Neben etlichen Schienen- und einigen Wasserwegen will der Minister auch 145 Autobahnvorhaben zu Projekten von „überragendem öffentlichen Interesse“ erklären. Sie dienten vor allem auch der „öffentlichen Sicherheit“, wie die Rechtfertigung für verkürzte Planungs- und Genehmigungsverfahren im Gesetzestext lautet.
Die Begründung ist besonders wichtig: Wie bei den Gesetzen für den Bau der Flüssiggasterminals und Windanlagen ermöglicht sie es, dass die Projekte nicht nur schneller vor Gericht verhandelt werden, sondern dass im laufenden Verfahren auch leichter Ausnahmen vom Arten- und Naturschutz möglich sind.
Umweltschützer lehnen die Pläne ab, doch nach einschlägiger Rechtsprechung ist eine Bevorzugung möglich, wenn es um die Existenzsicherung des Staates geht, den Zivilschutz, die Gefahrenabwehr – und die Landesverteidigung.
FDP und Grüne hatten monatelang über das geplante Gesetz gestritten und daraus eine klimapolitische Grundsatzfrage gemacht: Sollten Fernstraßen überhaupt gebaut werden – oder nur noch Bahnstrecken?
Es geht weniger ums Klima als um die militärische Leistungsfähigkeit
Im Hintergrund aber ging es um etwas, worüber niemand gern laut spricht: die Fähigkeit des Militärs, im Ernstfall schnell und sicher mit schwerem Gerät mobil zu sein. Bundeswehr und Nato-Partner fordern, dass Deutschland als Drehscheibe in Europa funktionieren muss, damit Material und Menschen im Notfall schnell von West nach Ost gelangen. Daran gibt es allerdings seit Beginn des Ukrainekriegs und angesichts der erhöhten Nato-Einsatzbereitschaft erhebliche Zweifel. Vor allem die West-Ost-Verbindungen gelten als kritisch.
Aus Sicht des Verkehrsministers trägt das Gesetz dazu bei, die „militärisch-logistische Leistungsfähigkeit des Gesamtnetzes zu erhöhen“, wie ein Sprecher auf Anfrage erklärte. Im Gesetzentwurf heißt es, das Straßennetz müsse „jederzeit in der Lage sein, militärisch notwendige Transporte mit erhöhten Lasten“ aufzunehmen. Bis in die 1990er-Jahre war es üblich, Straßen auch mit Blick auf die Landesverteidigung zu planen und zu bauen. Diese Vorgaben gerieten in den vermeintlich friedlichen Jahrzehnten dieses Jahrhunderts in Vergessenheit.
Hälfte der Projekte in Nordrhein-Westfalen
Nun begrüßt das Verteidigungsministerium die geplanten 145 Vorhaben für die Fernstraßen. Rund die Hälfte der Projekte entfällt auf Nordrhein-Westfalen, wo auch wichtige militärische Logistikeinheiten der Nato stationiert sind. Wissings Sprecher erklärte weiter, bei den Schienenprojekten müssten zunächst noch Projekte identifiziert werden, die im besonderen Interesse des Verteidigungsministeriums liegen.

Datenauszüge >>

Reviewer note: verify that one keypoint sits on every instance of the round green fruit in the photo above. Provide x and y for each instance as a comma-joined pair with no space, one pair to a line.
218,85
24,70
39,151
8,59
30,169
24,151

Aufgabenstellung >>
Beantworten Sie anhand des Textes über die Autobahnvorhaben diese Fragen:
(a) Wie viele Autobahnvorhaben will der Minister zu Projekten von „überragendem öffentlichen Interesse“ erklären?
(b) Welche Verbindungen gelten als besonders kritisch?
(c) Bis wann war es üblich, Straßen auch mit Blick auf die Landesverteidigung zu planen und zu bauen?
Die Datensätze spielen hierbei keine Rolle.

Lösung >>
(a) Der Minister will 145 Autobahnvorhaben zu solchen Projekten erklären.
(b) Vor allem die West-Ost-Verbindungen gelten als kritisch.
(c) Das war bis in die 1990er-Jahre üblich.